Problem requirements ▸ Send back all of the data, word for word.

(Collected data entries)
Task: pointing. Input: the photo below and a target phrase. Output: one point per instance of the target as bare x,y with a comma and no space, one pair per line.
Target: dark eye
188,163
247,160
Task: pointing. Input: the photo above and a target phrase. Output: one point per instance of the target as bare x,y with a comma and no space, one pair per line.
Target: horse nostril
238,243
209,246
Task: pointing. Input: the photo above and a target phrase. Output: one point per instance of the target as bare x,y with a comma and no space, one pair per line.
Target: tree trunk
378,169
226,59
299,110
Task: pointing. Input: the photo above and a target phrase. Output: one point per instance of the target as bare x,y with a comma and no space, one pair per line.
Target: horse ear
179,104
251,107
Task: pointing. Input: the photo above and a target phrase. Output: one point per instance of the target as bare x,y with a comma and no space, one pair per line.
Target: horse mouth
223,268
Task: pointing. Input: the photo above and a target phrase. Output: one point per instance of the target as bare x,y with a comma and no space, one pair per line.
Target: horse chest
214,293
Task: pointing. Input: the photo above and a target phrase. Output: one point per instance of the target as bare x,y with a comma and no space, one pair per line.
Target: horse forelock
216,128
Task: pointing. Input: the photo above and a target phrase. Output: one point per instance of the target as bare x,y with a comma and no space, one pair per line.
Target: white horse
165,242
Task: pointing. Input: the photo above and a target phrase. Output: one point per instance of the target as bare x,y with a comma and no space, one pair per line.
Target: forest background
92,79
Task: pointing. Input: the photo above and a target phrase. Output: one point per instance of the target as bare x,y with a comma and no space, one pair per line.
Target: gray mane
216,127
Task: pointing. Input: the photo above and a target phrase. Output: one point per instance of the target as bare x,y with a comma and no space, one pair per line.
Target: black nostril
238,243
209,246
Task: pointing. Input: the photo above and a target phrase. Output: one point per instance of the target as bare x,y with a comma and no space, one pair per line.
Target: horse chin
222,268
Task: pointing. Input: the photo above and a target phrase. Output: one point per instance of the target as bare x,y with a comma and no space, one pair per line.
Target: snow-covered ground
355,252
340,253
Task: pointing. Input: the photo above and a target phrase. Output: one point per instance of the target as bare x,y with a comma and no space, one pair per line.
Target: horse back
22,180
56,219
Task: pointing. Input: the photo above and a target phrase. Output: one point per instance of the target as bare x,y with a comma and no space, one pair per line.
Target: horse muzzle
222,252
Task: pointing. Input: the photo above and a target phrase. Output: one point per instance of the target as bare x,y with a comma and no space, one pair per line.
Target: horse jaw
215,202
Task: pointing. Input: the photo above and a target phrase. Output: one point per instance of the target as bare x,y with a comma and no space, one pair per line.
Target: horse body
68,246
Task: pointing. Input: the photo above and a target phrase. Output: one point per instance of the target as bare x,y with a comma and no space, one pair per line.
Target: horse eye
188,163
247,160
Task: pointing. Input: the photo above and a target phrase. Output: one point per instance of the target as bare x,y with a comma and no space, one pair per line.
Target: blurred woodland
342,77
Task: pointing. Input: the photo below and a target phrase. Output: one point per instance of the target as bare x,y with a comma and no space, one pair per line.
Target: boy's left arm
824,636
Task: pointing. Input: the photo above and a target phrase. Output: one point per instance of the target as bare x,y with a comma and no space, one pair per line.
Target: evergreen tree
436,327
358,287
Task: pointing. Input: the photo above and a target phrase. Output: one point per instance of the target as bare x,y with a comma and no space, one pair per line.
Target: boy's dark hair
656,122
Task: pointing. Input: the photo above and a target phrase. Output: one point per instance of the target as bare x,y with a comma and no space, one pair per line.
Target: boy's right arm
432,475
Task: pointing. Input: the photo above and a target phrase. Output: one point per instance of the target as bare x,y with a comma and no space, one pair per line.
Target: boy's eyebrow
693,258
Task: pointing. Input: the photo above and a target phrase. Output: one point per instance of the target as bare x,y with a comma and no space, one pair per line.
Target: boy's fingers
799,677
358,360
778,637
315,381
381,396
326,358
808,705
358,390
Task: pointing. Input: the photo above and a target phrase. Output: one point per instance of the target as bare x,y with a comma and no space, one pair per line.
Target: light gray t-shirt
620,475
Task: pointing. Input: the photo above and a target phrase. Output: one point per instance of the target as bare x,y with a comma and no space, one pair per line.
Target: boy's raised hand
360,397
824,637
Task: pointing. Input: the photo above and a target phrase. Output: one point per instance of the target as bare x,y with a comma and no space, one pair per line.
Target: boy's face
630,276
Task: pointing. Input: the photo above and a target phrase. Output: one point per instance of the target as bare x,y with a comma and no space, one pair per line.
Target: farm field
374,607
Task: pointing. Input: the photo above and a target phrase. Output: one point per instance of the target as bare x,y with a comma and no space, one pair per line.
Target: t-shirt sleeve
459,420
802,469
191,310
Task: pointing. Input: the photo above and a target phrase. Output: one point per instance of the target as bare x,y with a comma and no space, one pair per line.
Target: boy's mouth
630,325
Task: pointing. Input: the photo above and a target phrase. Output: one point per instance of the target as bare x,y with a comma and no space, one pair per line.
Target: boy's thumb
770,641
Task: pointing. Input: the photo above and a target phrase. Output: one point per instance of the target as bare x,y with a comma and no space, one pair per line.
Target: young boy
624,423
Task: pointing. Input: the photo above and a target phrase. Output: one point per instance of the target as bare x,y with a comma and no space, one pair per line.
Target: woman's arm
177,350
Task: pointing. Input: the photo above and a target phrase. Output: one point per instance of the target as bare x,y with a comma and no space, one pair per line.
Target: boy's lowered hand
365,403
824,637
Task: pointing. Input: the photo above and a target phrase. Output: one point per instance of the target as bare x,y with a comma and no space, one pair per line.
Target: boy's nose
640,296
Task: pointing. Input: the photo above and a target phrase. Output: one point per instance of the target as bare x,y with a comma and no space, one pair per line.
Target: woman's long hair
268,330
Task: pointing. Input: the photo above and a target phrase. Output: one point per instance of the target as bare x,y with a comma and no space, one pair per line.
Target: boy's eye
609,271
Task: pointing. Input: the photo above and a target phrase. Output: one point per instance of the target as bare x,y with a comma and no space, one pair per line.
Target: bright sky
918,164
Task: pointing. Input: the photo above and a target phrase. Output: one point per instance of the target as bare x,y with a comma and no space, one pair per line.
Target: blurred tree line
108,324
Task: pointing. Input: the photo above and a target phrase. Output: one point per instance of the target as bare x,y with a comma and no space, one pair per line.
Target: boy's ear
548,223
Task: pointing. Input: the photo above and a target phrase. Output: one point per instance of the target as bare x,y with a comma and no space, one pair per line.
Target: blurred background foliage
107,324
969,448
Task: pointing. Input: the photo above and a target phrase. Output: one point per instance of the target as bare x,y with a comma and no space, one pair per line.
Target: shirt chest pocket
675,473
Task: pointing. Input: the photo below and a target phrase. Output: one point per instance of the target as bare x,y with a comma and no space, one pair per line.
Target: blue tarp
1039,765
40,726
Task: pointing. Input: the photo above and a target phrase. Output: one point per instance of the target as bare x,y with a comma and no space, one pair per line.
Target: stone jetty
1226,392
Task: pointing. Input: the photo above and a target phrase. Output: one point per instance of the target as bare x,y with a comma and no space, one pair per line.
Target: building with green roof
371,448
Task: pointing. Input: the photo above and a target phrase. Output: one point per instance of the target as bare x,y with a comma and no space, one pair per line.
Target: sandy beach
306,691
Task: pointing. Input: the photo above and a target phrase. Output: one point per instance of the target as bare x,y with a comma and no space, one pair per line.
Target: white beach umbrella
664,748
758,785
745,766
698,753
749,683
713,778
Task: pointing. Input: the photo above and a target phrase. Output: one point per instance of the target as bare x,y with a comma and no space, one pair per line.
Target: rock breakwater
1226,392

Solution ▸
Task: pointing. Input: the photo below and a target phrase. Output: one point per instance of the target as bare x,y with a comma and no space, one pair per line.
Target: dark eye
188,163
247,160
Task: pointing. Input: the photo above and a target phrase. Output: one point per instance of the target as bare x,y with a comma and no space, one pair per line.
Target: horse nostril
238,243
209,246
Task: pointing. Input: the photo above and a target phrase. Output: one point per instance of the target as bare x,y with a comma and no space, one pair per line.
Target: tree trunk
378,169
226,59
299,110
Task: pointing. Input: the photo above and a target phrase. Output: one point per instance of the target as bare x,y with a comma and no space, one pair per line.
Target: horse ear
179,104
251,107
Task: pointing. Input: the photo above and a target phrase. Output: one point per instance of the target as bare x,y with a comma and no space, one pair per line.
Target: horse mouth
223,268
Task: pointing. Input: the photo above and a target phrase. Output: one point per instance of the target as bare x,y with a comma and no space, one pair per line.
Target: horse chest
214,293
Task: pointing. Input: the photo above and a target phrase. Output: one point per instance of the target as bare x,y with a comma and no space, one pair per line.
Target: horse forelock
216,128
Task: pointing. Input: the photo above and a target phrase. Output: one point per instance of the target as bare x,y with a comma and no space, one pair per line.
Target: white horse
165,242
Task: pointing. Input: the photo above and a target phrase. Output: one point per instance of the target as bare x,y with a comma and no space, one pair per line.
Target: forest background
92,79
Task: pointing. Input: the photo above and a target phrase. Output: one point per instance of the target as bare x,y with a comma and no space, one pair per line.
Target: gray mane
216,127
Task: pointing. Input: the photo above and a target phrase. Output: one point per instance of the target as bare x,y with a comma and no space, one pair per line.
Target: black nostril
238,243
209,246
Task: pointing. Input: the photo above and a target phrase. Output: one point per instance of the target as bare x,y with a comma and no space, one pair per line.
Target: horse chin
222,268
Task: pointing. Input: the photo above and a target phrase. Output: one point per instance of the target as bare x,y with a comma and no space, one pair per line.
Target: snow-covered ground
355,252
340,253
Task: pointing. Input: the photo above and a target phrase. Output: one point per instance of the target as bare x,y with a comma and no space, one pair per line.
Target: horse back
22,180
56,219
Task: pointing. Input: the photo above and a target phrase. Output: one point per instance of the target as bare x,y with a comma and no space, one pair per line.
Target: horse muzzle
222,252
Task: pointing. Input: the photo above and a target phrase. Output: one point per instance of the target as bare x,y with a comma and no space, one pair per line.
Target: horse jaw
215,202
Task: pointing. Input: the photo above and a target phrase. Output: one point per instance of the target as bare x,y with a comma and no space, one pair per line.
Target: horse body
68,246
Task: pointing. Input: the photo above and a target phrase. Output: one point per instance of the target as bare x,y with a comma and no space, one pair per line.
Target: horse eye
188,163
247,160
Task: pointing. Input: the photo above and a target phrase. Output: one point per instance of the target as bare x,y with a comma and no space, one pair per line.
Target: blurred woodland
342,77
Task: pointing. Input: the photo below and a target phrase. Output: one point per instance of the target as bare x,y with a comma and no space, one pair per line.
Target: boy's left arm
824,636
Task: pointing. Input: the photo above and a target phrase. Output: one point per instance of the target as bare x,y with a comma and no space, one pair per line.
Target: evergreen tree
436,327
358,287
Task: pointing. Input: the photo above and a target phrase. Output: one point per instance of the target as bare x,y with a comma and no space, one pair per line.
Target: boy's dark hair
656,122
Task: pointing. Input: the photo above and a target phrase. Output: one point per instance of the target as bare x,y with a comma and no space, one pair per line.
Target: boy's right arm
432,475
Task: pointing. Input: the photo above and a target phrase. Output: one point per instance of the target as bare x,y with a comma and no space, one pair per line.
Target: boy's eyebrow
693,258
Task: pointing. Input: the photo above and a target phrase. Output: one point per instance of the target as bare x,y with a comma and no space, one pair per line.
Target: boy's fingers
799,677
358,360
778,637
315,381
381,396
326,358
808,705
358,390
Task: pointing. Input: the photo above and a target phrase. Output: one point per instance of the target as bare x,y with a comma and no space, one pair per line.
Target: light gray t-shirt
620,475
Task: pointing. Input: the photo above and a target phrase. Output: one point per instance of the target as bare x,y with a comma and no space, one pair per line.
Target: boy's raised hand
360,397
824,637
Task: pointing. Input: the photo above and a target phrase. Output: one point per instance of the target as bare x,y with a comma and no space, one pair per line.
Target: boy's face
630,276
Task: pointing. Input: the photo above and a target phrase. Output: one point per instance of the target as bare x,y with a comma and no space, one pair per line.
Target: farm field
374,607
Task: pointing. Input: the photo above and a target phrase. Output: one point per instance of the target as bare x,y with a comma and no space, one pair per line.
Target: t-shirt sleeve
459,420
802,469
191,310
Task: pointing. Input: the photo above and a target phrase. Output: one point per instance of the target as bare x,y with a comma and no space, one pair per line.
Target: boy's mouth
630,325
Task: pointing. Input: the photo above and a target phrase. Output: one point per instance of the target as bare x,y with a comma and no space, one pair per line.
Target: boy's thumb
770,641
Task: pointing. Input: the photo above and a target phrase. Output: one point per instance of the target as bare x,y with a comma and no space, one pair per line.
Target: young boy
624,423
Task: pointing. Input: the photo above and a target phrase. Output: one point per instance of the target as bare x,y with a comma and no space, one pair per line.
Target: woman's arm
177,350
Task: pointing. Input: the photo above and a target phrase. Output: one point per instance of the target as bare x,y with a comma and no space, one pair per line.
Target: boy's lowered hand
365,403
824,637
Task: pointing. Input: the photo above and a target phrase. Output: one point per instance of the target as bare x,y with a comma and no space, one pair per line.
Target: boy's nose
640,296
Task: pointing. Input: the photo above and a target phrase. Output: one point per instance of the target as bare x,y with a comma and no space, one pair per line.
Target: woman's long hair
268,330
Task: pointing. Input: the photo above and a target phrase. Output: one point per instance of the target as bare x,y with a comma and no space, one pair per line.
Target: boy's eye
609,271
Task: pointing. Input: the photo above and a target phrase. Output: one point per instance of the target as bare x,y with a comma and no space, one pair per line.
Target: bright sky
918,164
Task: pointing. Input: the photo above and a target phrase. Output: one point per instance of the target as bare x,y with a comma and no space, one pair per line.
Target: blurred tree line
108,324
Task: pointing. Input: the photo above and a target phrase. Output: one point per instance of the target as bare x,y with a comma and no space, one pair per line.
Target: boy's ear
548,223
Task: pointing. Input: the photo above and a target phrase. Output: one point per instance of the target as bare x,y with a comma and no space, one pair per line.
Target: blurred background foliage
107,324
969,448
Task: pointing. Input: the photo above and a target phrase. Output: one point per instance of the target as bare x,y with a comma and no space, one pair per line.
Target: shirt chest pocket
675,473
Task: pointing. Input: the photo below and a target phrase. Output: one point per instance of the target as bare x,y with a comma and no space, one pair per line.
Target: blue tarp
1039,765
40,726
Task: pointing. Input: the photo above and a target phrase. Output: one point per instance of the target as bare x,y with a comma and no space, one pair per line.
Target: stone jetty
1226,392
Task: pointing. Input: the photo above and a target phrase. Output: one point per instance of the target as bare x,y with a comma and no space, one pair per line.
Target: building with green roof
371,448
Task: pointing. Input: the photo above and a target phrase. Output: one point per instance of the target as bare x,y with a comma and no space, one pair per line.
Target: sandy beach
306,691
Task: pointing. Input: the photo above and a target phrase. Output: one point per instance of the target as bare x,y with a comma and no space, one pair per line.
Target: white beach umbrella
664,748
758,785
745,766
698,753
749,683
713,778
Task: pointing. Input: the photo above and a target phrase. Output: one point per instance of the target as bare x,y with a comma and no space, one pair per line.
Target: rock breakwater
1226,392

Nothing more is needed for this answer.